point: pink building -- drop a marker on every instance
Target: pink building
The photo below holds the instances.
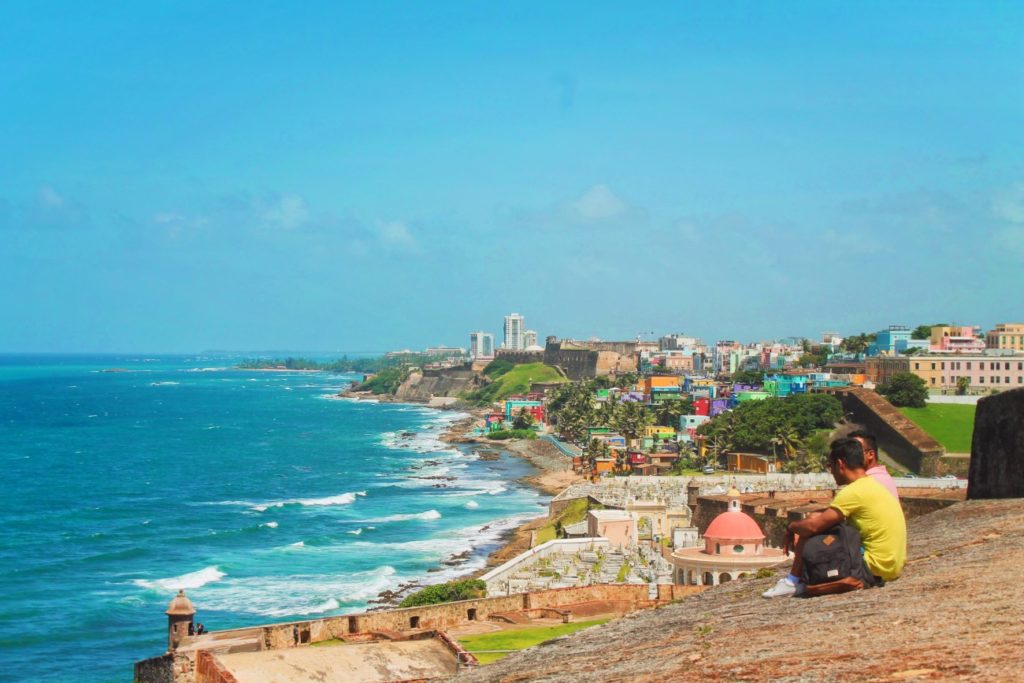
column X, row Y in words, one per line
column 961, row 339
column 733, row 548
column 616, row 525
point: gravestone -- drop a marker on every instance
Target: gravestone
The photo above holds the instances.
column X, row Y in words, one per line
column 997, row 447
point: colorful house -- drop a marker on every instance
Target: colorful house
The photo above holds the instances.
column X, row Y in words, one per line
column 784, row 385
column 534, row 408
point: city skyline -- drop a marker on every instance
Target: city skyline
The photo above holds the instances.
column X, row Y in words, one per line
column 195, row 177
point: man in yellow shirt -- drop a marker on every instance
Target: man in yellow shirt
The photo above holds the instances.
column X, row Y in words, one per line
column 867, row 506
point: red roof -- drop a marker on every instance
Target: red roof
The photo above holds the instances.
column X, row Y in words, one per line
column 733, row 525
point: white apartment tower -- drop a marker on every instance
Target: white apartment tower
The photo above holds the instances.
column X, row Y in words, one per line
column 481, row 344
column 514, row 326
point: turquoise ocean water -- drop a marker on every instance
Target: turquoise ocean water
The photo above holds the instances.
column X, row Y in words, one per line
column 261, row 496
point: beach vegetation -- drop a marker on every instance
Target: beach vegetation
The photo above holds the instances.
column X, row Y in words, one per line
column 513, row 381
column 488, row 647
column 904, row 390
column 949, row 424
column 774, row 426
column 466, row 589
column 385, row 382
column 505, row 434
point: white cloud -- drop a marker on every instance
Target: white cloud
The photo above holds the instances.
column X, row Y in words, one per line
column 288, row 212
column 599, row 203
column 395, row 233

==*==

Task to carry out >>
From the line holding "point: beach vegetation" down to the final line above, quote every line exactly and only those lines.

Written response >>
point: beach vegetation -- drop a marker on every instance
Target: beach vegetation
The photo above holds the instances.
column X, row Y in words, one per line
column 513, row 381
column 488, row 647
column 904, row 390
column 949, row 424
column 774, row 426
column 466, row 589
column 385, row 382
column 505, row 434
point: white cloud -- drop a marker on every instance
Target: white cloud
The photo above holds the instances.
column X, row Y in words, one per line
column 288, row 212
column 599, row 203
column 395, row 233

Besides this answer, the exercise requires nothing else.